- Description of the task -
Work out how many lines in the entries contain the string "mountain", and give nothing but that number.

- Provided records -
'''
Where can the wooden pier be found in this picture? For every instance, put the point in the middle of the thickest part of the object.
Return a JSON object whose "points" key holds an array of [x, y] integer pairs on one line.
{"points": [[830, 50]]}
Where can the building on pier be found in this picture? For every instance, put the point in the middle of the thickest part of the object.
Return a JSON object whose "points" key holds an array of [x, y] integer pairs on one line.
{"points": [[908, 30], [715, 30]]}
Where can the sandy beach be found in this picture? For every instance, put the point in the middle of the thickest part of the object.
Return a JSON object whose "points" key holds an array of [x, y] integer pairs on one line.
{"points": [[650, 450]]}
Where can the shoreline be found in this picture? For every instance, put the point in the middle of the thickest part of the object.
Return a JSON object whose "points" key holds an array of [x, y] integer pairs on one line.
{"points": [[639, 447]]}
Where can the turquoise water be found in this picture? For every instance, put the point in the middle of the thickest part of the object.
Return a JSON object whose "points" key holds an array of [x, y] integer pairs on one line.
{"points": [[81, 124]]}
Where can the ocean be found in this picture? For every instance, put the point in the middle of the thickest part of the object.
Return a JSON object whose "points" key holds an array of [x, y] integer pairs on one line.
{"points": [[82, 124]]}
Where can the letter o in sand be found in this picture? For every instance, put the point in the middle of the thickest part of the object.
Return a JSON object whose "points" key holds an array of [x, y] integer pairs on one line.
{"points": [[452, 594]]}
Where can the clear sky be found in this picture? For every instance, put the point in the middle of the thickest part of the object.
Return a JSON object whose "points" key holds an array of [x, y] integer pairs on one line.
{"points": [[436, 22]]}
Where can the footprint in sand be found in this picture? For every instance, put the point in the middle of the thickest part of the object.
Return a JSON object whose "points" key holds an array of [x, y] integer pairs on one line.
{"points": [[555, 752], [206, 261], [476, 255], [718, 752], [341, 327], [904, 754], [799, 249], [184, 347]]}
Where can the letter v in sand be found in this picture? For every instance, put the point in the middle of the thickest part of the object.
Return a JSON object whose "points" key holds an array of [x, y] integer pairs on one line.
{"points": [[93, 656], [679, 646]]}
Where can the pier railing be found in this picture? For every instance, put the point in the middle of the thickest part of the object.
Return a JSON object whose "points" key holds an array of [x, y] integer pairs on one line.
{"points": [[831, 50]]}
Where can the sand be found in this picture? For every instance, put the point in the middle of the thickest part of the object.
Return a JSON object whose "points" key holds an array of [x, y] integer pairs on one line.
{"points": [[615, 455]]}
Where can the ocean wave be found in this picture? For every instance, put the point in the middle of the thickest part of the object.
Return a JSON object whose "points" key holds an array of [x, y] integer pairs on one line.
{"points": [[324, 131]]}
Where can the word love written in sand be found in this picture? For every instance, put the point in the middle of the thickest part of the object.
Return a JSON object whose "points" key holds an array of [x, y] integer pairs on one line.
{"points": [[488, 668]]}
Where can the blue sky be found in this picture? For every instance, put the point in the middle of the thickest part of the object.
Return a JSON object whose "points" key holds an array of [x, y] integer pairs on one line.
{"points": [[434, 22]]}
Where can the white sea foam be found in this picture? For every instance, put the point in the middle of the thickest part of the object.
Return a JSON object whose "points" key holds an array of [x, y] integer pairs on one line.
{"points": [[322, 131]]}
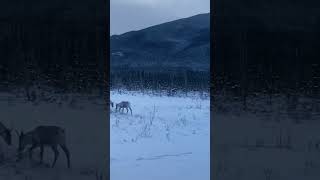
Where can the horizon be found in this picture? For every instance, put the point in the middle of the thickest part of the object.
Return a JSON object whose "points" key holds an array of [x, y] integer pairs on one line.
{"points": [[157, 24], [147, 13]]}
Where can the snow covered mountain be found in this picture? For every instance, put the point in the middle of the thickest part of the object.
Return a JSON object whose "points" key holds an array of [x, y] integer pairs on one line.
{"points": [[184, 43]]}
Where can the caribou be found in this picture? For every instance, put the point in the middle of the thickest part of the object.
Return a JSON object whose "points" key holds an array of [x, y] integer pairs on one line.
{"points": [[5, 133], [41, 136], [123, 105]]}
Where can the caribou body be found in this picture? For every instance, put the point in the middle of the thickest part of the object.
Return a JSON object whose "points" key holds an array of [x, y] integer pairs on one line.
{"points": [[123, 105], [41, 136], [5, 133]]}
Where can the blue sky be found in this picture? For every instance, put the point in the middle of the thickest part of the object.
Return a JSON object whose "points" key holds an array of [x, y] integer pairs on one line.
{"points": [[128, 15]]}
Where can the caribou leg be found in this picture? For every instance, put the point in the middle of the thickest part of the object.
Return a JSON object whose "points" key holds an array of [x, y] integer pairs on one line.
{"points": [[66, 151], [56, 154], [31, 150]]}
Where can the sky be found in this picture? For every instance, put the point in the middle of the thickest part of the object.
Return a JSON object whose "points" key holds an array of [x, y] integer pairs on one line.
{"points": [[128, 15]]}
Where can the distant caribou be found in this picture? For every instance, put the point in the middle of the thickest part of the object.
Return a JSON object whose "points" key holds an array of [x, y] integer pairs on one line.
{"points": [[124, 105], [5, 133], [44, 136]]}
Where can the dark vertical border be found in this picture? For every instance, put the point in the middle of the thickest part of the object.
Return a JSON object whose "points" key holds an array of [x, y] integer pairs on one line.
{"points": [[107, 75], [212, 60]]}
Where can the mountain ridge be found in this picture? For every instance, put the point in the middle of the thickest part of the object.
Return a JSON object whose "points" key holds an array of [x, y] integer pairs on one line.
{"points": [[183, 43]]}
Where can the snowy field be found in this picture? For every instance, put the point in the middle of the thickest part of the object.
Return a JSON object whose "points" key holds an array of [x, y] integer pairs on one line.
{"points": [[273, 140], [85, 122], [165, 138]]}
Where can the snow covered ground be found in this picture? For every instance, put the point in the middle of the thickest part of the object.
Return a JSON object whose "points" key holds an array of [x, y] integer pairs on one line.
{"points": [[271, 141], [86, 126], [165, 138]]}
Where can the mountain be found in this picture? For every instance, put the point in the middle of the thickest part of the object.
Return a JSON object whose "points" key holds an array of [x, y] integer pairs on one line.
{"points": [[183, 44]]}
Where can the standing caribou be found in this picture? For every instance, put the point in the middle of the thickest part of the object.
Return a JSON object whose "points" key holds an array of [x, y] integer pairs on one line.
{"points": [[5, 133], [44, 136], [124, 105]]}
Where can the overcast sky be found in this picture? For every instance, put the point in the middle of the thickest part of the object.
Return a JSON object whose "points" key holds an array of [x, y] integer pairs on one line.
{"points": [[128, 15]]}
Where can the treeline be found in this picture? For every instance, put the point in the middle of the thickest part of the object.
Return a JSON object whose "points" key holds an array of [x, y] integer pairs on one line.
{"points": [[152, 80], [266, 49], [60, 44]]}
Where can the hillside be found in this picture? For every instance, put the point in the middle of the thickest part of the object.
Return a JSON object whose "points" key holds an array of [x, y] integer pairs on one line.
{"points": [[184, 43]]}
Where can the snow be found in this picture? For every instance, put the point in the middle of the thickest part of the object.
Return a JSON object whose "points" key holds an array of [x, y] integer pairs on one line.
{"points": [[268, 141], [165, 138], [85, 124]]}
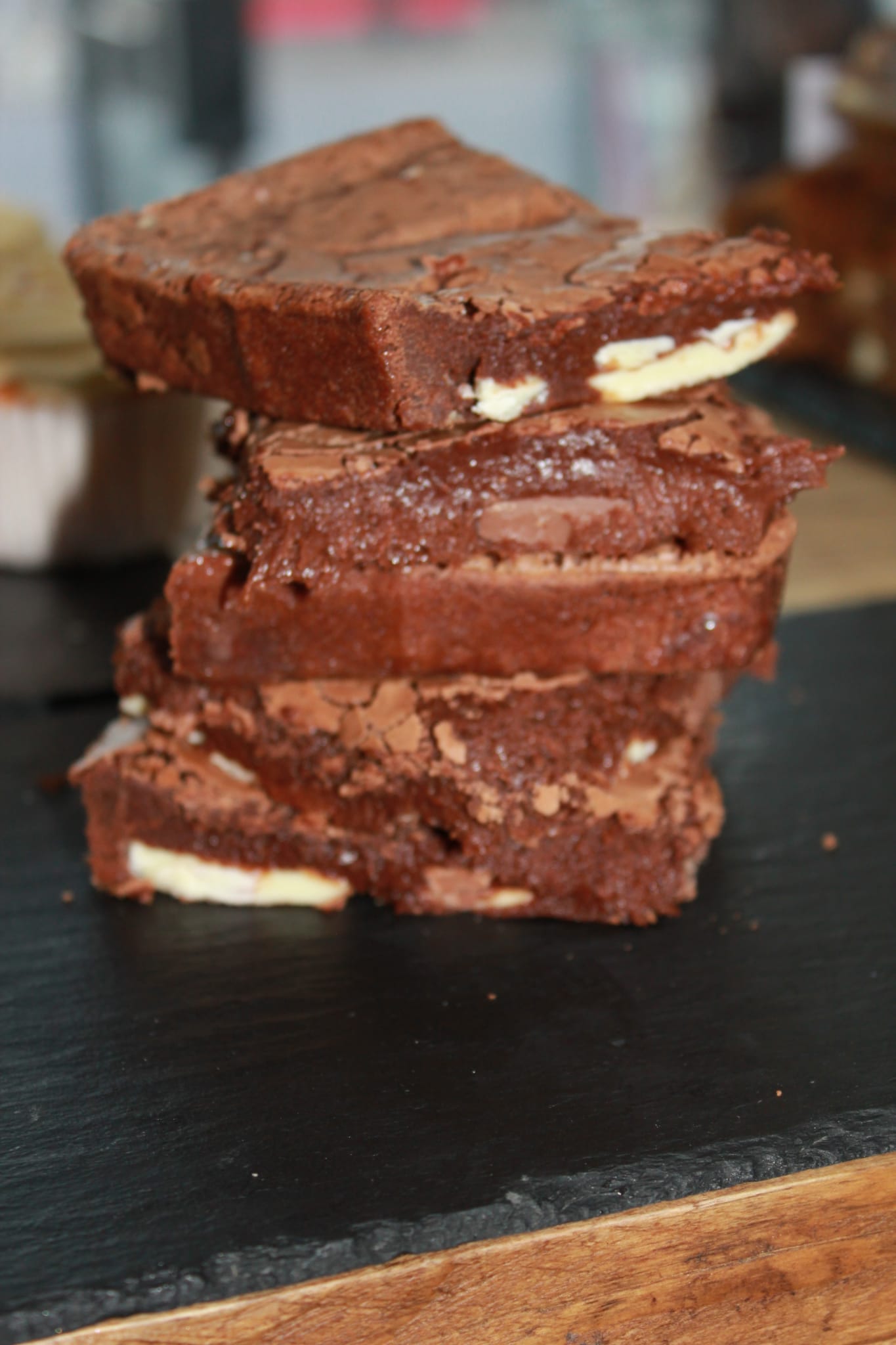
'''
- Result for this task -
3